→ WHAT YOU ARE ASKED TO DO
Format the records as a Markdown table with the columns Row and Line, numbering each line in order and omitting any blank lines.

[Collected data entries]

++++++++++++++++++++

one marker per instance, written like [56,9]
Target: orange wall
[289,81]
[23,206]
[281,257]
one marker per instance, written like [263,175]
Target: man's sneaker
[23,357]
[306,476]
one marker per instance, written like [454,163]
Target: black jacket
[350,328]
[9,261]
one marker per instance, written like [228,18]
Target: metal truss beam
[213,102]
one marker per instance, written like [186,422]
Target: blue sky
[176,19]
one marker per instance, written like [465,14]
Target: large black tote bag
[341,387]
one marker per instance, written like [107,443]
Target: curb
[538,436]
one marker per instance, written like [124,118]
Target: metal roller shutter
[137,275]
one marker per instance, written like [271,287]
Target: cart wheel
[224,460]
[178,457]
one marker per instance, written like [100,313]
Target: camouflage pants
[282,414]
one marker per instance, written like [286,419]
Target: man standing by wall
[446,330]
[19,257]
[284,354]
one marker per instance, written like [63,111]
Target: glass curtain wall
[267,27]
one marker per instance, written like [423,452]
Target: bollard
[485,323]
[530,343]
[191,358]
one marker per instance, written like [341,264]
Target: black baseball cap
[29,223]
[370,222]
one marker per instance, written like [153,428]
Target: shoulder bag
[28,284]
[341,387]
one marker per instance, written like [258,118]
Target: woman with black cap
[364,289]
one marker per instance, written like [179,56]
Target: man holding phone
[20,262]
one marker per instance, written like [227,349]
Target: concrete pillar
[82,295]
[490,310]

++++++++++++++++++++

→ RESPONSE
| Row | Line |
|---|---|
| 1 | one marker per instance, written like [56,9] |
| 2 | Target: orange wall |
| 3 | [289,81] |
| 4 | [23,206] |
| 5 | [281,257] |
| 6 | one marker per instance, written like [263,175] |
| 7 | Target: man's sneaker |
| 8 | [23,357] |
| 9 | [306,476] |
| 10 | one marker per instance, written like [454,163] |
| 11 | Target: black jacket |
| 12 | [350,328] |
| 13 | [9,261] |
| 14 | one marker per instance, written like [228,18] |
| 15 | Target: metal truss beam |
| 16 | [213,102] |
| 17 | one marker per instance, written like [186,422] |
| 18 | Target: blue sky |
| 19 | [176,19] |
| 20 | one marker per instance, written like [465,14] |
| 21 | Target: large black tote bag |
| 22 | [341,387] |
| 23 | one marker per instance, written like [107,443] |
| 24 | Target: curb |
| 25 | [538,436] |
| 26 | one marker per instance, written like [124,118] |
| 27 | Target: metal roller shutter |
| 28 | [137,275] |
| 29 | one marker per instance, written like [271,287] |
| 30 | Target: cart wheel |
| 31 | [224,460] |
| 32 | [178,457] |
| 33 | one marker per instance, written like [100,313] |
| 34 | Target: camouflage pants |
| 35 | [282,414] |
| 36 | one marker per instance, written like [286,419] |
| 37 | Target: man standing by wall |
| 38 | [446,330] |
| 39 | [19,257] |
| 40 | [284,354] |
| 41 | one marker per instance, written like [63,111] |
| 42 | Target: glass curtain wall |
| 43 | [267,27] |
| 44 | one marker per instance, written like [423,452] |
| 45 | Target: bollard |
| 46 | [485,323] |
| 47 | [530,343] |
| 48 | [191,358] |
| 49 | one marker per instance, written like [341,264] |
| 50 | Target: black baseball cap |
| 51 | [29,223] |
| 52 | [370,222] |
| 53 | one marker per instance, written like [153,428] |
| 54 | Target: shoulder bag |
| 55 | [28,284] |
| 56 | [341,387] |
| 57 | one marker per instance, written like [258,118] |
| 58 | Target: woman with black cap |
| 59 | [364,289] |
| 60 | one marker per instance, written like [179,56] |
| 61 | Target: man holding phone |
| 62 | [20,262] |
| 63 | one marker per instance, written like [227,349] |
| 64 | Target: concrete pillar |
| 65 | [82,295] |
| 66 | [490,310] |